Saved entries
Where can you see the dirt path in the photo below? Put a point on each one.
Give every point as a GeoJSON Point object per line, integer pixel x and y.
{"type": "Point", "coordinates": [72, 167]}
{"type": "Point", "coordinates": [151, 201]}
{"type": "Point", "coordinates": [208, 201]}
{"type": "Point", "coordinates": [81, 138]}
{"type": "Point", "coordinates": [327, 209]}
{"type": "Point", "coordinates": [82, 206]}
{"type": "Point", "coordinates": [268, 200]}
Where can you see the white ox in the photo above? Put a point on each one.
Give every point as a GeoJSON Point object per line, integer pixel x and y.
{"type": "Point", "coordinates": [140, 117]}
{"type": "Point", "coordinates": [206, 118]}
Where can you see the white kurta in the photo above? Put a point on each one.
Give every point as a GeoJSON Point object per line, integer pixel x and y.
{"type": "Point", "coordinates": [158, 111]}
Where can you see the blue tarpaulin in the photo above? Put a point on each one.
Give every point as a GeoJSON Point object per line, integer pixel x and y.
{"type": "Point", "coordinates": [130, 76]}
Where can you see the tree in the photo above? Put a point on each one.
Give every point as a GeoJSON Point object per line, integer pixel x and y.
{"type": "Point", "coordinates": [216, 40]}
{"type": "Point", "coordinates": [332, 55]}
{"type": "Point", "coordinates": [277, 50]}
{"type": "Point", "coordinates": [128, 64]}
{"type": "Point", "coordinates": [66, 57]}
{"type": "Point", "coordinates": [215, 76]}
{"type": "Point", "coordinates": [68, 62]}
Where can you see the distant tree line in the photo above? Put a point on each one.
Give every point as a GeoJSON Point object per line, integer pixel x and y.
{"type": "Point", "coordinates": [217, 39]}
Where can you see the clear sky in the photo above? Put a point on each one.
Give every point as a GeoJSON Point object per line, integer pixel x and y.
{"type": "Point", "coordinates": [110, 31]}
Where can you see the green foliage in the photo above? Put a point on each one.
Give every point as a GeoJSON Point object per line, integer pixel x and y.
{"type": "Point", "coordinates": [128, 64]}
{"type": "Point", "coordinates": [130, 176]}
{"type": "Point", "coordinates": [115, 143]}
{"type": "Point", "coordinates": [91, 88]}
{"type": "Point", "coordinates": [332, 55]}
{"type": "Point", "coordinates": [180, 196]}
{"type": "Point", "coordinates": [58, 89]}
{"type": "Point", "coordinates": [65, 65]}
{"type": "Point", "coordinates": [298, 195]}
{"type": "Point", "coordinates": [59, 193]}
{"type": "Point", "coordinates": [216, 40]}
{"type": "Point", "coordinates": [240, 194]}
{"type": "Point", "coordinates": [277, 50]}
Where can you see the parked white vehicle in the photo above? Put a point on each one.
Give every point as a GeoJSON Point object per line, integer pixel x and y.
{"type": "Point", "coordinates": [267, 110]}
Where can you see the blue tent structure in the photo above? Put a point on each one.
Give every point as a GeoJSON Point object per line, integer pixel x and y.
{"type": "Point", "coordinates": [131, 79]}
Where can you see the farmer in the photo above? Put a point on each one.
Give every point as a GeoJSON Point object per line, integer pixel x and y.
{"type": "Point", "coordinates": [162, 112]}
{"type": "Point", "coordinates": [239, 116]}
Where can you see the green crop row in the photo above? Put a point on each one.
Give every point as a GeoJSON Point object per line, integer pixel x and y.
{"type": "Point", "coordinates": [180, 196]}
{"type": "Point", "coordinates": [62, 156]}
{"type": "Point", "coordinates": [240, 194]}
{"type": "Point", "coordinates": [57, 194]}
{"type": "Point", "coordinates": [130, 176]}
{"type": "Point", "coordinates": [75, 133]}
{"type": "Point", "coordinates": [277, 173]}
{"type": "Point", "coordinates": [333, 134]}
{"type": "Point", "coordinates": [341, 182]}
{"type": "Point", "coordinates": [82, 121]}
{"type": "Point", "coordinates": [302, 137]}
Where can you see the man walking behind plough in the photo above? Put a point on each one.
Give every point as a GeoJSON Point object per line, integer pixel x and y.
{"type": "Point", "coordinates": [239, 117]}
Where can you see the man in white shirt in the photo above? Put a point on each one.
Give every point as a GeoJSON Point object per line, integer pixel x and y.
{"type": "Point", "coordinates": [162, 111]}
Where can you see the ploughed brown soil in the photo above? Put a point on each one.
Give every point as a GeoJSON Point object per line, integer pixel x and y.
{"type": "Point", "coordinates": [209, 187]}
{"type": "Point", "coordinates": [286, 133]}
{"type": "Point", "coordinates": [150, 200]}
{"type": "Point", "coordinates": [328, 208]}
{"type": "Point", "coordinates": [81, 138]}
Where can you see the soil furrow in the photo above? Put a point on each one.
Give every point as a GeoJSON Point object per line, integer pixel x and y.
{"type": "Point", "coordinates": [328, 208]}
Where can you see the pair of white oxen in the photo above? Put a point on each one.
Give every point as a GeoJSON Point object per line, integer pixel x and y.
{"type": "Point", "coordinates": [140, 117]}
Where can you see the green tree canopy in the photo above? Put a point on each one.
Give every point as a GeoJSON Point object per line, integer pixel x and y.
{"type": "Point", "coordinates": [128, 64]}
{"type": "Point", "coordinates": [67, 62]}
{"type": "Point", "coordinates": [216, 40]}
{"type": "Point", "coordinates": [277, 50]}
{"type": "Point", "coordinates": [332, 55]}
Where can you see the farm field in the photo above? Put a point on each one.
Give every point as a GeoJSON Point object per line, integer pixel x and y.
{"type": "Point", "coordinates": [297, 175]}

Task directions: Transcribe each entry precisely, missing none.

Full output:
Where can you see the dirt path in the photo below? Put a point on each one.
Give every point as a GeoJSON Point object per line, integer pixel x and y.
{"type": "Point", "coordinates": [72, 167]}
{"type": "Point", "coordinates": [151, 201]}
{"type": "Point", "coordinates": [208, 201]}
{"type": "Point", "coordinates": [81, 138]}
{"type": "Point", "coordinates": [327, 209]}
{"type": "Point", "coordinates": [82, 206]}
{"type": "Point", "coordinates": [268, 200]}
Where can you see the white ox in the photo above? Put a point on each one.
Give every point as a GeoJSON Point object per line, integer pixel x and y.
{"type": "Point", "coordinates": [140, 117]}
{"type": "Point", "coordinates": [206, 118]}
Where can you see the white kurta in the photo above? Put a point on each one.
Give every point as a GeoJSON Point object per line, integer pixel x and y.
{"type": "Point", "coordinates": [158, 111]}
Where can you see the blue tarpaulin in the photo above? Put a point on each one.
Give every point as a GeoJSON Point object per line, integer pixel x and y.
{"type": "Point", "coordinates": [130, 76]}
Where can you see the tree in the photo above? Put a point on each one.
Give every point as a GeoJSON Point object per line, integer pixel x and y.
{"type": "Point", "coordinates": [216, 40]}
{"type": "Point", "coordinates": [332, 55]}
{"type": "Point", "coordinates": [277, 50]}
{"type": "Point", "coordinates": [128, 64]}
{"type": "Point", "coordinates": [66, 57]}
{"type": "Point", "coordinates": [215, 76]}
{"type": "Point", "coordinates": [68, 62]}
Where can you see the distant tree line in the photo above? Put a point on each one.
Give every point as a GeoJSON Point object per line, integer pixel x and y.
{"type": "Point", "coordinates": [217, 39]}
Where can you see the clear sky in the photo above? Put a point on each one.
Give every point as a GeoJSON Point object per line, integer pixel x and y.
{"type": "Point", "coordinates": [110, 31]}
Where can you see the green foliage in the photo above? Put a point on each one.
Give every point as a GeoJSON Point object per line, integer pixel x and y.
{"type": "Point", "coordinates": [128, 64]}
{"type": "Point", "coordinates": [130, 176]}
{"type": "Point", "coordinates": [115, 143]}
{"type": "Point", "coordinates": [91, 88]}
{"type": "Point", "coordinates": [332, 55]}
{"type": "Point", "coordinates": [180, 196]}
{"type": "Point", "coordinates": [58, 89]}
{"type": "Point", "coordinates": [65, 65]}
{"type": "Point", "coordinates": [298, 195]}
{"type": "Point", "coordinates": [59, 193]}
{"type": "Point", "coordinates": [216, 40]}
{"type": "Point", "coordinates": [240, 194]}
{"type": "Point", "coordinates": [277, 50]}
Where can you see the parked white vehicle in the photo above? Put a point on each one.
Give every point as a GeoJSON Point object per line, integer pixel x and y.
{"type": "Point", "coordinates": [267, 110]}
Where can you see the blue tent structure in the photo above? Put a point on each one.
Give every point as a GeoJSON Point object per line, integer pixel x and y.
{"type": "Point", "coordinates": [131, 79]}
Where can you see the farmer in the photo above? Put a point on each one.
Give every point as a GeoJSON Point object per line, integer pixel x and y.
{"type": "Point", "coordinates": [162, 112]}
{"type": "Point", "coordinates": [239, 116]}
Where can you see the green crop row in the photo above? Put a point on each one.
Give every point as a GeoJSON Point object per line, integer pixel x and y.
{"type": "Point", "coordinates": [180, 196]}
{"type": "Point", "coordinates": [62, 156]}
{"type": "Point", "coordinates": [240, 194]}
{"type": "Point", "coordinates": [57, 194]}
{"type": "Point", "coordinates": [130, 176]}
{"type": "Point", "coordinates": [75, 133]}
{"type": "Point", "coordinates": [277, 173]}
{"type": "Point", "coordinates": [333, 134]}
{"type": "Point", "coordinates": [341, 182]}
{"type": "Point", "coordinates": [82, 121]}
{"type": "Point", "coordinates": [302, 137]}
Where can you see the man walking behind plough in the photo above? Put a point on each one.
Give every point as a GeoJSON Point object per line, integer pixel x and y.
{"type": "Point", "coordinates": [239, 117]}
Where can you see the man in white shirt in the photo above? Put a point on each one.
Give every point as a GeoJSON Point object per line, integer pixel x and y.
{"type": "Point", "coordinates": [162, 111]}
Where can you see the ploughed brown soil in the photo above? Put a point on each one.
Give every point as a GeoJSON Point object per line, integer pixel x and y.
{"type": "Point", "coordinates": [209, 187]}
{"type": "Point", "coordinates": [286, 133]}
{"type": "Point", "coordinates": [150, 200]}
{"type": "Point", "coordinates": [328, 208]}
{"type": "Point", "coordinates": [81, 138]}
Where can you see the soil furrow in the photo above? Put a point on each one.
Give every point as a GeoJSON Point object per line, integer pixel x and y.
{"type": "Point", "coordinates": [328, 208]}
Where can you see the pair of white oxen in the photo above? Put a point on each one.
Give every point as a GeoJSON Point object per line, integer pixel x and y.
{"type": "Point", "coordinates": [140, 117]}
Where can you see the green tree canopy in the photo above? Put a point on each one.
Give every point as a GeoJSON Point object per line, integer pixel x and y.
{"type": "Point", "coordinates": [128, 64]}
{"type": "Point", "coordinates": [67, 62]}
{"type": "Point", "coordinates": [216, 40]}
{"type": "Point", "coordinates": [277, 50]}
{"type": "Point", "coordinates": [332, 55]}
Where can you see the farm field in the photo above? Put a point on each one.
Give every point as a GeoJSON Point object per line, integer pixel x and y.
{"type": "Point", "coordinates": [297, 175]}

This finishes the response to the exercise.